WORK REQUIRED:
Tally the lines of the data that include the word "leaf" and state the total, nothing else.

(Point-per-instance localization data)
------------------------------------------------------------

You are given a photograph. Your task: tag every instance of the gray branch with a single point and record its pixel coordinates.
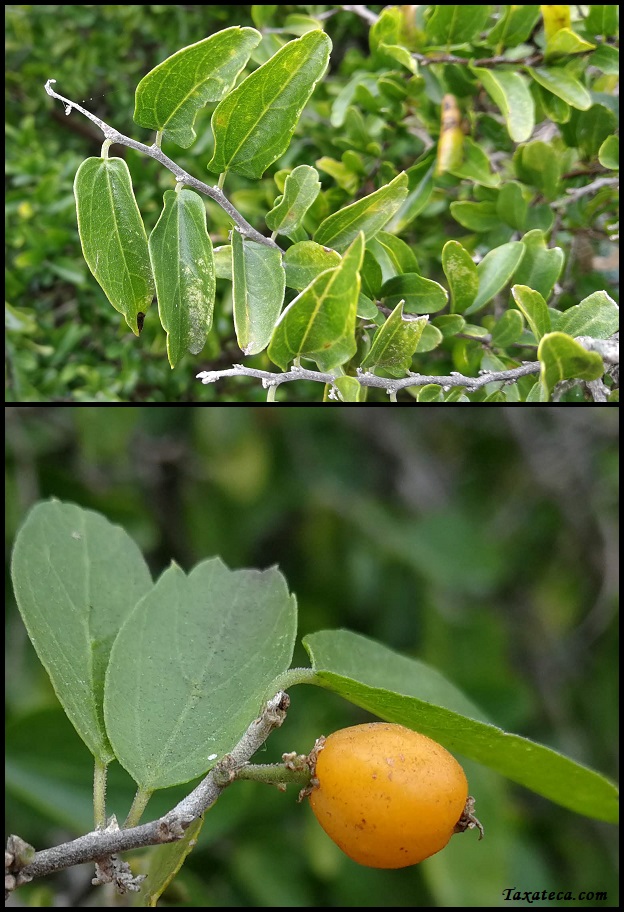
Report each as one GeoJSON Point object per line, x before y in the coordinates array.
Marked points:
{"type": "Point", "coordinates": [366, 379]}
{"type": "Point", "coordinates": [99, 844]}
{"type": "Point", "coordinates": [179, 173]}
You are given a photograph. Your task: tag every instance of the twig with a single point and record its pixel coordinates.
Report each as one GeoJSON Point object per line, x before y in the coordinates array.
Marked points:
{"type": "Point", "coordinates": [23, 866]}
{"type": "Point", "coordinates": [576, 193]}
{"type": "Point", "coordinates": [366, 379]}
{"type": "Point", "coordinates": [180, 175]}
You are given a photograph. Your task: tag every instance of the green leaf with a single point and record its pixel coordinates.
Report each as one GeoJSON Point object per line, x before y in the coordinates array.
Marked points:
{"type": "Point", "coordinates": [511, 206]}
{"type": "Point", "coordinates": [475, 216]}
{"type": "Point", "coordinates": [597, 316]}
{"type": "Point", "coordinates": [508, 329]}
{"type": "Point", "coordinates": [475, 166]}
{"type": "Point", "coordinates": [514, 26]}
{"type": "Point", "coordinates": [564, 43]}
{"type": "Point", "coordinates": [253, 125]}
{"type": "Point", "coordinates": [112, 234]}
{"type": "Point", "coordinates": [510, 94]}
{"type": "Point", "coordinates": [306, 260]}
{"type": "Point", "coordinates": [420, 295]}
{"type": "Point", "coordinates": [392, 254]}
{"type": "Point", "coordinates": [171, 94]}
{"type": "Point", "coordinates": [404, 690]}
{"type": "Point", "coordinates": [449, 25]}
{"type": "Point", "coordinates": [495, 271]}
{"type": "Point", "coordinates": [172, 701]}
{"type": "Point", "coordinates": [534, 308]}
{"type": "Point", "coordinates": [369, 215]}
{"type": "Point", "coordinates": [541, 266]}
{"type": "Point", "coordinates": [563, 84]}
{"type": "Point", "coordinates": [419, 190]}
{"type": "Point", "coordinates": [601, 20]}
{"type": "Point", "coordinates": [320, 323]}
{"type": "Point", "coordinates": [609, 153]}
{"type": "Point", "coordinates": [258, 292]}
{"type": "Point", "coordinates": [538, 164]}
{"type": "Point", "coordinates": [395, 343]}
{"type": "Point", "coordinates": [183, 263]}
{"type": "Point", "coordinates": [76, 578]}
{"type": "Point", "coordinates": [563, 358]}
{"type": "Point", "coordinates": [300, 190]}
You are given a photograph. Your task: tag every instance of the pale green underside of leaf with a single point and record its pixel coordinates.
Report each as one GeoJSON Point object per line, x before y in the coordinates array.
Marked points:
{"type": "Point", "coordinates": [320, 323]}
{"type": "Point", "coordinates": [253, 125]}
{"type": "Point", "coordinates": [404, 690]}
{"type": "Point", "coordinates": [369, 215]}
{"type": "Point", "coordinates": [76, 578]}
{"type": "Point", "coordinates": [171, 94]}
{"type": "Point", "coordinates": [395, 342]}
{"type": "Point", "coordinates": [257, 291]}
{"type": "Point", "coordinates": [300, 190]}
{"type": "Point", "coordinates": [183, 263]}
{"type": "Point", "coordinates": [112, 234]}
{"type": "Point", "coordinates": [173, 701]}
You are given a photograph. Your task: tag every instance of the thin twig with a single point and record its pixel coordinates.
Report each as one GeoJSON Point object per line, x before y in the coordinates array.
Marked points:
{"type": "Point", "coordinates": [102, 843]}
{"type": "Point", "coordinates": [179, 173]}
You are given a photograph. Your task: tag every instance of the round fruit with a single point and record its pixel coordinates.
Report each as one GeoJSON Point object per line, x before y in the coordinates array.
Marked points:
{"type": "Point", "coordinates": [386, 795]}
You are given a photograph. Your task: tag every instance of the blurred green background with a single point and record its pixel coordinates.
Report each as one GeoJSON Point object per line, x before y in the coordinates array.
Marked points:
{"type": "Point", "coordinates": [486, 547]}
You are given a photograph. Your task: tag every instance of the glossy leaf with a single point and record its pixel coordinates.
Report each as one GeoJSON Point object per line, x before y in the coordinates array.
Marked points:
{"type": "Point", "coordinates": [511, 95]}
{"type": "Point", "coordinates": [253, 125]}
{"type": "Point", "coordinates": [300, 190]}
{"type": "Point", "coordinates": [320, 323]}
{"type": "Point", "coordinates": [420, 295]}
{"type": "Point", "coordinates": [562, 83]}
{"type": "Point", "coordinates": [495, 271]}
{"type": "Point", "coordinates": [392, 254]}
{"type": "Point", "coordinates": [306, 260]}
{"type": "Point", "coordinates": [76, 578]}
{"type": "Point", "coordinates": [173, 701]}
{"type": "Point", "coordinates": [369, 215]}
{"type": "Point", "coordinates": [401, 689]}
{"type": "Point", "coordinates": [461, 274]}
{"type": "Point", "coordinates": [562, 358]}
{"type": "Point", "coordinates": [541, 266]}
{"type": "Point", "coordinates": [183, 263]}
{"type": "Point", "coordinates": [534, 308]}
{"type": "Point", "coordinates": [395, 343]}
{"type": "Point", "coordinates": [171, 94]}
{"type": "Point", "coordinates": [609, 153]}
{"type": "Point", "coordinates": [257, 291]}
{"type": "Point", "coordinates": [112, 235]}
{"type": "Point", "coordinates": [419, 190]}
{"type": "Point", "coordinates": [450, 25]}
{"type": "Point", "coordinates": [597, 315]}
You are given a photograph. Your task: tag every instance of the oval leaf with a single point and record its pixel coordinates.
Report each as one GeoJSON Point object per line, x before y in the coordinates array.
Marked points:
{"type": "Point", "coordinates": [173, 701]}
{"type": "Point", "coordinates": [112, 234]}
{"type": "Point", "coordinates": [183, 263]}
{"type": "Point", "coordinates": [461, 274]}
{"type": "Point", "coordinates": [171, 94]}
{"type": "Point", "coordinates": [534, 308]}
{"type": "Point", "coordinates": [320, 322]}
{"type": "Point", "coordinates": [495, 270]}
{"type": "Point", "coordinates": [253, 125]}
{"type": "Point", "coordinates": [258, 292]}
{"type": "Point", "coordinates": [369, 215]}
{"type": "Point", "coordinates": [404, 690]}
{"type": "Point", "coordinates": [563, 358]}
{"type": "Point", "coordinates": [511, 95]}
{"type": "Point", "coordinates": [301, 188]}
{"type": "Point", "coordinates": [395, 343]}
{"type": "Point", "coordinates": [76, 578]}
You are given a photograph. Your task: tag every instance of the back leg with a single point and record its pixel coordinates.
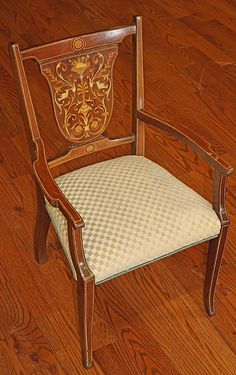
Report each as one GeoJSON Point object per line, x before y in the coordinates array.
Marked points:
{"type": "Point", "coordinates": [41, 228]}
{"type": "Point", "coordinates": [214, 259]}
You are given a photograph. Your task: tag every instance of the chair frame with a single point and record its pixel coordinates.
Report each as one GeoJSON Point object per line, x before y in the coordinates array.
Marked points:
{"type": "Point", "coordinates": [46, 185]}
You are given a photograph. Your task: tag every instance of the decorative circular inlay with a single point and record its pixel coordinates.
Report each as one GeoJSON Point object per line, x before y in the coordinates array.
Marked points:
{"type": "Point", "coordinates": [78, 129]}
{"type": "Point", "coordinates": [78, 43]}
{"type": "Point", "coordinates": [89, 148]}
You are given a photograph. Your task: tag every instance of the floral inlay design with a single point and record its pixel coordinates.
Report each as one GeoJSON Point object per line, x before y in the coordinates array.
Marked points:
{"type": "Point", "coordinates": [81, 87]}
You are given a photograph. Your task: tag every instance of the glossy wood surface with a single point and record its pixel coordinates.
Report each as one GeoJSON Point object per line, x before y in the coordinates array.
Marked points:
{"type": "Point", "coordinates": [150, 321]}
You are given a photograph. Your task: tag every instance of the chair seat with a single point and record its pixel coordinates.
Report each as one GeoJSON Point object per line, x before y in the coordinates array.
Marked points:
{"type": "Point", "coordinates": [134, 212]}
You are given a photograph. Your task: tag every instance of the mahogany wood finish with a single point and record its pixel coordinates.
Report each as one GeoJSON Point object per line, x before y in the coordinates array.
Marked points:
{"type": "Point", "coordinates": [189, 75]}
{"type": "Point", "coordinates": [82, 150]}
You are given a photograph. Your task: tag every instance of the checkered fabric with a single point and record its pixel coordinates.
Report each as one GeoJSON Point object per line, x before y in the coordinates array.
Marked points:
{"type": "Point", "coordinates": [134, 212]}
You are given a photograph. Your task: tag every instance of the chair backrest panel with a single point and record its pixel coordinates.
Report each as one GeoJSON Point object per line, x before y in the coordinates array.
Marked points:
{"type": "Point", "coordinates": [82, 92]}
{"type": "Point", "coordinates": [79, 72]}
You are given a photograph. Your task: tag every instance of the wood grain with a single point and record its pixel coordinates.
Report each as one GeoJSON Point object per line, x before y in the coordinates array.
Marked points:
{"type": "Point", "coordinates": [151, 321]}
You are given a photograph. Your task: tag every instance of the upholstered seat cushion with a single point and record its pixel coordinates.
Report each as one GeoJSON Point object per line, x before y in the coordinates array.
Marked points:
{"type": "Point", "coordinates": [134, 212]}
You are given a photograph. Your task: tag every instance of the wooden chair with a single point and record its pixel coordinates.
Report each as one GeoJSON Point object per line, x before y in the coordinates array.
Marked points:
{"type": "Point", "coordinates": [117, 215]}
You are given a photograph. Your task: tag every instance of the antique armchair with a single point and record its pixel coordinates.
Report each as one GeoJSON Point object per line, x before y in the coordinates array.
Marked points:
{"type": "Point", "coordinates": [114, 216]}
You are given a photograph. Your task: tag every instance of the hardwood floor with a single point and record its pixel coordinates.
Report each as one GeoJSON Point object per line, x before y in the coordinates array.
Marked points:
{"type": "Point", "coordinates": [150, 321]}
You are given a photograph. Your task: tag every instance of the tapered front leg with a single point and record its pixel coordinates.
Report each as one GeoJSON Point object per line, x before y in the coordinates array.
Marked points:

------------------------------------------------------------

EXERCISE SOLUTION:
4